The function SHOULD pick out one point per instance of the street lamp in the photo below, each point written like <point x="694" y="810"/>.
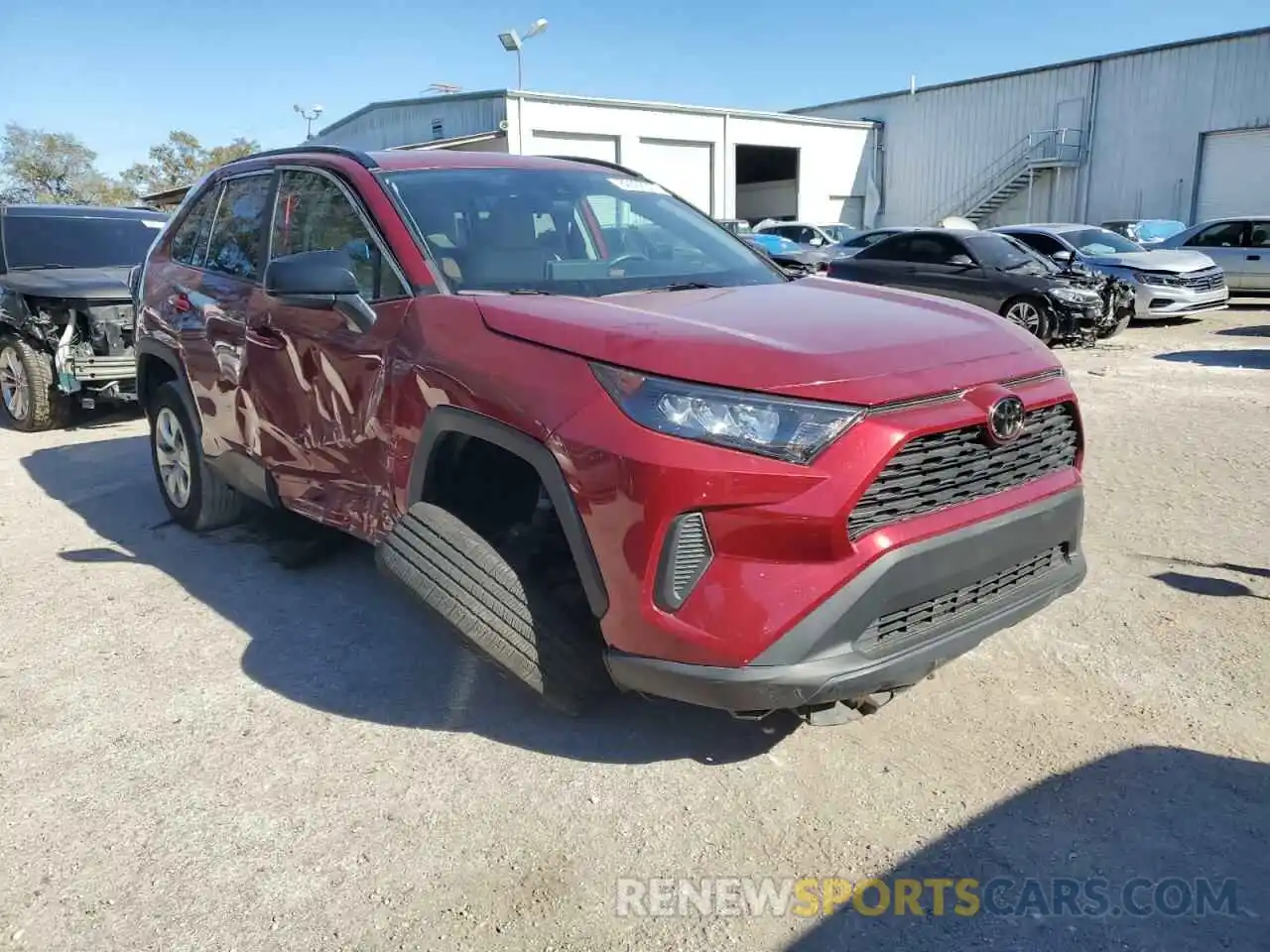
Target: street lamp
<point x="512" y="42"/>
<point x="313" y="113"/>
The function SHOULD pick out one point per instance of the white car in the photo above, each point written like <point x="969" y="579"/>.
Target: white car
<point x="1167" y="284"/>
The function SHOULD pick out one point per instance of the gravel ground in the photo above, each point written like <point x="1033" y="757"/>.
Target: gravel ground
<point x="200" y="749"/>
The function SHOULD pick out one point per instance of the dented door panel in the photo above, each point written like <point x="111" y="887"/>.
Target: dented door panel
<point x="312" y="409"/>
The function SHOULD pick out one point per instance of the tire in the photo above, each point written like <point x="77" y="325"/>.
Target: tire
<point x="27" y="382"/>
<point x="1030" y="313"/>
<point x="497" y="610"/>
<point x="195" y="497"/>
<point x="1120" y="324"/>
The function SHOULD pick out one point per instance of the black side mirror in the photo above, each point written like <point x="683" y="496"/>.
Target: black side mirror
<point x="321" y="281"/>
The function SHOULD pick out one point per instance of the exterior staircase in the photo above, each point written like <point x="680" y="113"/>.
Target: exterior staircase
<point x="1012" y="172"/>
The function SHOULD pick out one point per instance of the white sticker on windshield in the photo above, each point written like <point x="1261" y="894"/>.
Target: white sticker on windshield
<point x="636" y="185"/>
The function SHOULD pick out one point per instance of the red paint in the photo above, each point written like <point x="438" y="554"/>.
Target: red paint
<point x="335" y="416"/>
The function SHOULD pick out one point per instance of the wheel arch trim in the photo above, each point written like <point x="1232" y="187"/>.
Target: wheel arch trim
<point x="444" y="420"/>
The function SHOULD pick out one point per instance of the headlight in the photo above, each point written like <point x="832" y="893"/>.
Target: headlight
<point x="1155" y="278"/>
<point x="793" y="430"/>
<point x="1075" y="296"/>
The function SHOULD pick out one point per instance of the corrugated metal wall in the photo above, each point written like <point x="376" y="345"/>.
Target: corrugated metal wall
<point x="413" y="121"/>
<point x="1151" y="109"/>
<point x="942" y="141"/>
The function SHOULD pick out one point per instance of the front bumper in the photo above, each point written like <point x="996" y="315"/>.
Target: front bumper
<point x="903" y="616"/>
<point x="1160" y="302"/>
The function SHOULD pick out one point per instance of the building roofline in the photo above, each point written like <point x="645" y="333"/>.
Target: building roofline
<point x="1064" y="64"/>
<point x="414" y="100"/>
<point x="683" y="108"/>
<point x="448" y="143"/>
<point x="593" y="100"/>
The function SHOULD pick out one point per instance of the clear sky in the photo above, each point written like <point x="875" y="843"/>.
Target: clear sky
<point x="121" y="73"/>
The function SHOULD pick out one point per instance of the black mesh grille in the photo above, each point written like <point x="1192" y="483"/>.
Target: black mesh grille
<point x="896" y="630"/>
<point x="1207" y="280"/>
<point x="948" y="468"/>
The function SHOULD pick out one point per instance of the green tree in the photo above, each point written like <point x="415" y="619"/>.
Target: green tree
<point x="182" y="160"/>
<point x="49" y="167"/>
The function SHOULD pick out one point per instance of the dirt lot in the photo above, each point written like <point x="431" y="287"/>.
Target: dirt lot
<point x="200" y="749"/>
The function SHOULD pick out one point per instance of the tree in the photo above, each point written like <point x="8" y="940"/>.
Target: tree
<point x="46" y="167"/>
<point x="182" y="160"/>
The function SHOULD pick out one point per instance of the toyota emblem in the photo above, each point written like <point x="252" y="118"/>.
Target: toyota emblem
<point x="1006" y="419"/>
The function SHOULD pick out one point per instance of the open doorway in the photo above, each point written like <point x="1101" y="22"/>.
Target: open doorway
<point x="766" y="182"/>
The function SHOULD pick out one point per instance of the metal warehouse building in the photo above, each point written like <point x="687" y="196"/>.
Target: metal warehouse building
<point x="729" y="163"/>
<point x="1178" y="131"/>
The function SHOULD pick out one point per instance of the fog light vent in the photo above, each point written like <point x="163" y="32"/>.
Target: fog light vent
<point x="685" y="557"/>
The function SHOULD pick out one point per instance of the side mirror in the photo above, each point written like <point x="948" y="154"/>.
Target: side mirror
<point x="321" y="281"/>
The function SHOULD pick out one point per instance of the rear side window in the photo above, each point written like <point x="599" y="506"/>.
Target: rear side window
<point x="235" y="244"/>
<point x="190" y="241"/>
<point x="1224" y="235"/>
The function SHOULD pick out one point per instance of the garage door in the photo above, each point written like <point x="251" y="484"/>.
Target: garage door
<point x="1233" y="175"/>
<point x="543" y="143"/>
<point x="685" y="168"/>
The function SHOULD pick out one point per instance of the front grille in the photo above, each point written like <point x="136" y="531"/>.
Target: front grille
<point x="1206" y="280"/>
<point x="896" y="630"/>
<point x="957" y="466"/>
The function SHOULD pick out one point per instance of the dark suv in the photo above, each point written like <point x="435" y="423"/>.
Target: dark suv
<point x="602" y="438"/>
<point x="64" y="307"/>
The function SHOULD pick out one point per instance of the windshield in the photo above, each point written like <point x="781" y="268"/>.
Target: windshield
<point x="1007" y="254"/>
<point x="570" y="231"/>
<point x="71" y="241"/>
<point x="1100" y="241"/>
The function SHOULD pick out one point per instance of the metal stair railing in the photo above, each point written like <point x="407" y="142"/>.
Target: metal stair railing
<point x="1034" y="149"/>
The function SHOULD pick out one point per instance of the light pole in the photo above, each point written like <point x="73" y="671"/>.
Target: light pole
<point x="313" y="113"/>
<point x="513" y="42"/>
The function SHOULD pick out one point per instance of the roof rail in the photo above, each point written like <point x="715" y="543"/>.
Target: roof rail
<point x="358" y="157"/>
<point x="602" y="163"/>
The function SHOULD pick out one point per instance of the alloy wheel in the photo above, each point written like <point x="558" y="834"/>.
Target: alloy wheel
<point x="14" y="386"/>
<point x="172" y="454"/>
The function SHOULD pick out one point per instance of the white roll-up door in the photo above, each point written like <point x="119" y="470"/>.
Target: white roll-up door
<point x="1233" y="175"/>
<point x="684" y="168"/>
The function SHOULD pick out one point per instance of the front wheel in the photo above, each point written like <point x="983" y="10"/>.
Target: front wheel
<point x="1030" y="315"/>
<point x="31" y="399"/>
<point x="195" y="497"/>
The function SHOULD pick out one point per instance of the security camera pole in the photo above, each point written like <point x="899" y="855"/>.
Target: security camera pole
<point x="308" y="116"/>
<point x="513" y="42"/>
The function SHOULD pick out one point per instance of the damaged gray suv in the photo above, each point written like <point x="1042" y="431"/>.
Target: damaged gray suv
<point x="66" y="311"/>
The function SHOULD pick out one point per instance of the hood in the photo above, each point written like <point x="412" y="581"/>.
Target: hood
<point x="1161" y="261"/>
<point x="71" y="284"/>
<point x="815" y="338"/>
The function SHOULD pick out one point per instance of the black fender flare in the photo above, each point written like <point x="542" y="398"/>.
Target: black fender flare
<point x="149" y="347"/>
<point x="444" y="420"/>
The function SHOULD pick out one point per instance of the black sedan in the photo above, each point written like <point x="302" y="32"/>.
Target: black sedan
<point x="980" y="268"/>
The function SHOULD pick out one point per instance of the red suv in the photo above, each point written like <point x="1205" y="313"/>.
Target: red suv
<point x="599" y="435"/>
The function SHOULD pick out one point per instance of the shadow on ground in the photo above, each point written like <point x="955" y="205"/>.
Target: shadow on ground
<point x="1256" y="330"/>
<point x="340" y="639"/>
<point x="1141" y="834"/>
<point x="1254" y="359"/>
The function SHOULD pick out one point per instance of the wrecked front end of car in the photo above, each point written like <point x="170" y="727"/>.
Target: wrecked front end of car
<point x="90" y="341"/>
<point x="1086" y="304"/>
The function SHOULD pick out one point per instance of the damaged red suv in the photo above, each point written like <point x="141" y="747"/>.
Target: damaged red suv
<point x="598" y="435"/>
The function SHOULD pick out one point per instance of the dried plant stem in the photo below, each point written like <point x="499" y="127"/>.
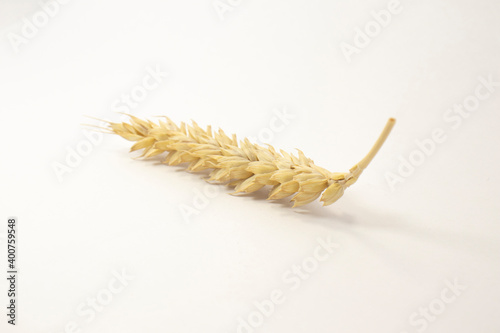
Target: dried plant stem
<point x="243" y="165"/>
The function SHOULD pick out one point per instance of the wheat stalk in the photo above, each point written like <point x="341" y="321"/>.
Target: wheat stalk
<point x="245" y="165"/>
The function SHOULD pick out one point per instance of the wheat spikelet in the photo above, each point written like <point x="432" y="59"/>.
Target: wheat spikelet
<point x="244" y="165"/>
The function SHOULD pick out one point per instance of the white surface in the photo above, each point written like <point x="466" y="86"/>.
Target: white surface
<point x="396" y="248"/>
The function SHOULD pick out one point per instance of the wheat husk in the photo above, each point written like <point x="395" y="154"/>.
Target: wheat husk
<point x="244" y="165"/>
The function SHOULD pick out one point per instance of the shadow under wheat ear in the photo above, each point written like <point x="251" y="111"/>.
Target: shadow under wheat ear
<point x="241" y="164"/>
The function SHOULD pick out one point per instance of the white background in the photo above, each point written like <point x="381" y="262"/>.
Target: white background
<point x="397" y="248"/>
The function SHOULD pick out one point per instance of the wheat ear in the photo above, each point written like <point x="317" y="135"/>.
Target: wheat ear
<point x="244" y="165"/>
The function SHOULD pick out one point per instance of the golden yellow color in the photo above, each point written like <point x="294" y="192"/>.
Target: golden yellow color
<point x="244" y="165"/>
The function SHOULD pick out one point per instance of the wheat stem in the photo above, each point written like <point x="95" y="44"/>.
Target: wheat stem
<point x="244" y="165"/>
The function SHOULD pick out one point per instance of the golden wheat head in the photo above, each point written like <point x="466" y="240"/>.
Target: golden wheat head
<point x="244" y="165"/>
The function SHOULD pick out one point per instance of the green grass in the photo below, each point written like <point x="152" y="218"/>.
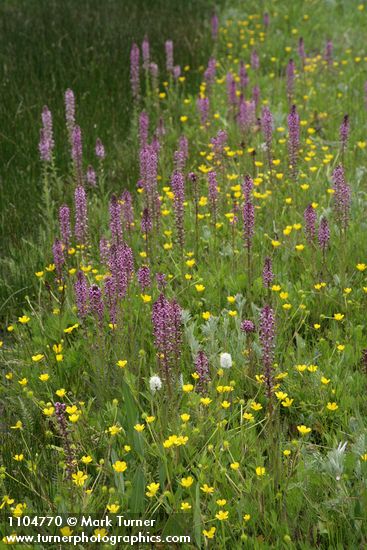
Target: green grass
<point x="289" y="468"/>
<point x="47" y="47"/>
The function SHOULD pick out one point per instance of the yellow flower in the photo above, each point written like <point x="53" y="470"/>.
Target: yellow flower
<point x="206" y="489"/>
<point x="222" y="515"/>
<point x="119" y="466"/>
<point x="338" y="316"/>
<point x="187" y="481"/>
<point x="37" y="358"/>
<point x="18" y="458"/>
<point x="303" y="430"/>
<point x="200" y="288"/>
<point x="139" y="427"/>
<point x="68" y="330"/>
<point x="209" y="534"/>
<point x="205" y="401"/>
<point x="24" y="319"/>
<point x="79" y="478"/>
<point x="17" y="426"/>
<point x="152" y="489"/>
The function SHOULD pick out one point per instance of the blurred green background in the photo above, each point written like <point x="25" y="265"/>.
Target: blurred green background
<point x="47" y="46"/>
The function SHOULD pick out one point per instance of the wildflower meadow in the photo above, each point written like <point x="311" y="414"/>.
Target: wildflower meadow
<point x="195" y="348"/>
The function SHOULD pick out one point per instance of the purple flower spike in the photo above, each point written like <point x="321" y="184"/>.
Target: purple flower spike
<point x="65" y="228"/>
<point x="81" y="216"/>
<point x="81" y="294"/>
<point x="115" y="220"/>
<point x="99" y="150"/>
<point x="202" y="369"/>
<point x="169" y="55"/>
<point x="46" y="143"/>
<point x="95" y="302"/>
<point x="215" y="26"/>
<point x="268" y="274"/>
<point x="135" y="71"/>
<point x="248" y="326"/>
<point x="293" y="139"/>
<point x="70" y="112"/>
<point x="324" y="234"/>
<point x="59" y="260"/>
<point x="310" y="217"/>
<point x="143" y="276"/>
<point x="267" y="334"/>
<point x="145" y="49"/>
<point x="178" y="188"/>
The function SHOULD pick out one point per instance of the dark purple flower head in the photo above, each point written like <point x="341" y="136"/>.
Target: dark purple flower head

****************************************

To do :: Please copy, exactly as written, every line in the listing above from the line with "Target: windshield" up to and including the line with "of the hood".

Task result ::
Target: windshield
<point x="1007" y="254"/>
<point x="570" y="231"/>
<point x="71" y="241"/>
<point x="1100" y="241"/>
The function SHOULD pick out one point per instance of the metal stair railing in the photo above, each point written like <point x="407" y="142"/>.
Target: metal stair railing
<point x="1034" y="149"/>
The function SHOULD pick out one point per instance of the light pole in the photo above, each point written like <point x="73" y="671"/>.
Target: light pole
<point x="313" y="113"/>
<point x="513" y="42"/>
The function SHOULD pick out one point per instance of the roof rail in the photo above, each point written like <point x="715" y="543"/>.
Target: roof rail
<point x="358" y="157"/>
<point x="602" y="163"/>
The function SHOULD pick out one point per instance of the alloy wheel in the photo above, each point written like <point x="558" y="834"/>.
Target: alloy wheel
<point x="14" y="386"/>
<point x="172" y="454"/>
The function SHOULD pick out one point per instance of the white roll-up door in the photo above, each point written like <point x="119" y="470"/>.
Target: white roll-up door
<point x="1233" y="175"/>
<point x="684" y="168"/>
The function SHOULD pick out one point per instance of the front wheel in the photo above, each point written like <point x="983" y="10"/>.
Target: front wheel
<point x="1030" y="315"/>
<point x="31" y="399"/>
<point x="195" y="497"/>
The function SHOULD pick out one point per instance of the security camera pole in the photo above, each point written like <point x="899" y="855"/>.
Target: security camera pole
<point x="308" y="116"/>
<point x="513" y="42"/>
The function SHOULD pick out one point per instance of the damaged gray suv in the photo above, each point written like <point x="1042" y="431"/>.
Target: damaged gray suv
<point x="66" y="311"/>
The function SHOULD pick out one point per instance of the hood in the photo above, each point written like <point x="412" y="581"/>.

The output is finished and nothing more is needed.